EXERCISE BRIEF:
Please count the lines in the material below that contain the string "target", with case counting, and reply with the number alone.

ENTRIES SHOWN:

╔══

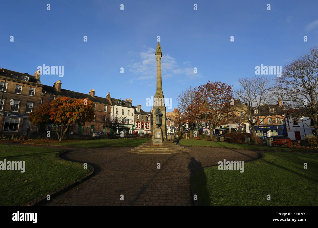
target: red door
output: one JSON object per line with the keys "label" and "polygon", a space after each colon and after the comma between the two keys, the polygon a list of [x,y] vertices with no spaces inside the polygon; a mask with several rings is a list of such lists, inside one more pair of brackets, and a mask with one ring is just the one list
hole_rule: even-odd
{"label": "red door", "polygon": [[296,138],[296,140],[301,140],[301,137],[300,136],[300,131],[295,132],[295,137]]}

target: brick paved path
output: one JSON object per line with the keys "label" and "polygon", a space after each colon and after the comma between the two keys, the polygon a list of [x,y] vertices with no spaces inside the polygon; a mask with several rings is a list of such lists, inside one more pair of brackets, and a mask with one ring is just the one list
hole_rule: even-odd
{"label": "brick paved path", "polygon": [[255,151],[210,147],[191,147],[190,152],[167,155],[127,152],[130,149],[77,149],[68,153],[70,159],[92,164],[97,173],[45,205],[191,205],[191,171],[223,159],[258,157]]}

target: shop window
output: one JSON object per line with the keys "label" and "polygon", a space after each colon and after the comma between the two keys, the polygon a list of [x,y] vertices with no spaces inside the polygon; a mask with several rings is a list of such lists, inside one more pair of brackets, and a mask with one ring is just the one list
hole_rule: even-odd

╚══
╔══

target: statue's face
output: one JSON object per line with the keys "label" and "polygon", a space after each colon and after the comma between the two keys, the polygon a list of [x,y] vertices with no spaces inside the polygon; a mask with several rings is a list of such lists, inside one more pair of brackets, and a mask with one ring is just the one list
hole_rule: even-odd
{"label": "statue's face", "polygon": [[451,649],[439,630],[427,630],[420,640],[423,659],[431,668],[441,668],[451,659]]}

╚══
╔══

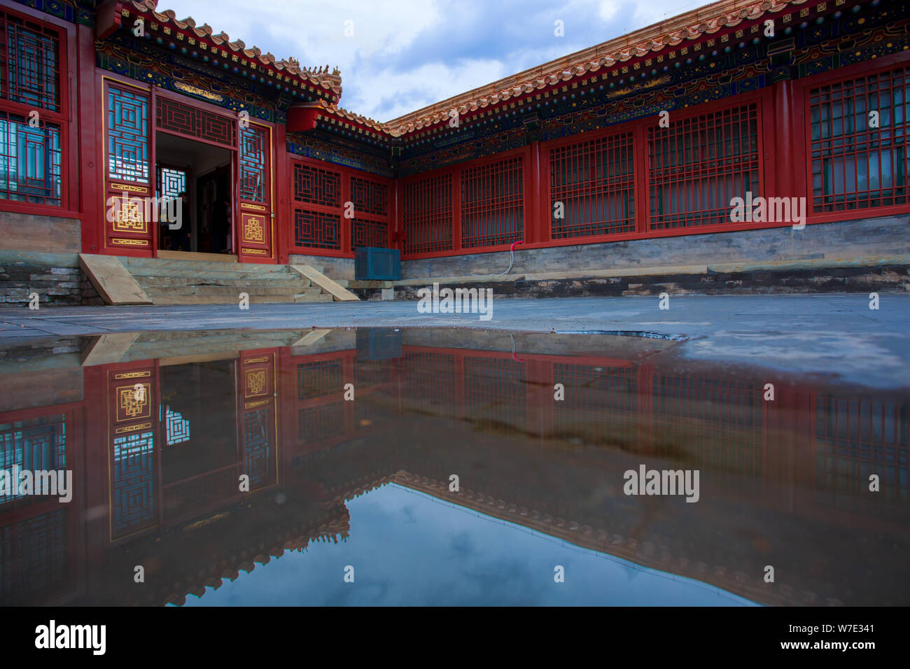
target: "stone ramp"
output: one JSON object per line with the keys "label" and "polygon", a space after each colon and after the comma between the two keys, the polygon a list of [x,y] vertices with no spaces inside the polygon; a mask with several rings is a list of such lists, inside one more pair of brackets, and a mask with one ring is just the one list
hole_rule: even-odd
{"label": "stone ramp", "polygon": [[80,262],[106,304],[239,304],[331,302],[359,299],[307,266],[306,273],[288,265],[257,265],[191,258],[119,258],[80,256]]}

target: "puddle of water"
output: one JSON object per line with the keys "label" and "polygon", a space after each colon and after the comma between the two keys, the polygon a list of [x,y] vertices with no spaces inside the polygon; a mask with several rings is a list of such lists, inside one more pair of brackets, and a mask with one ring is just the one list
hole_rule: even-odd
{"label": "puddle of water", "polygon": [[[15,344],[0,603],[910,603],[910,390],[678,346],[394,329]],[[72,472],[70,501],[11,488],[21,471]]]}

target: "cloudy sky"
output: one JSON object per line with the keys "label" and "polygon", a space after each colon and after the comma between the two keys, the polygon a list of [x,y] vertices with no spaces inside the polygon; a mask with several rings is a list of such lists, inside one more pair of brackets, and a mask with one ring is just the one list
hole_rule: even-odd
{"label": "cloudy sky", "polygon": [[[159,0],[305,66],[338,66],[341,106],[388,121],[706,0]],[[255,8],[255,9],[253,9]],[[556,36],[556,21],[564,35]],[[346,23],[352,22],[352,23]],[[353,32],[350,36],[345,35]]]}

╚══

SOLUTION FOR THIS EXERCISE:
7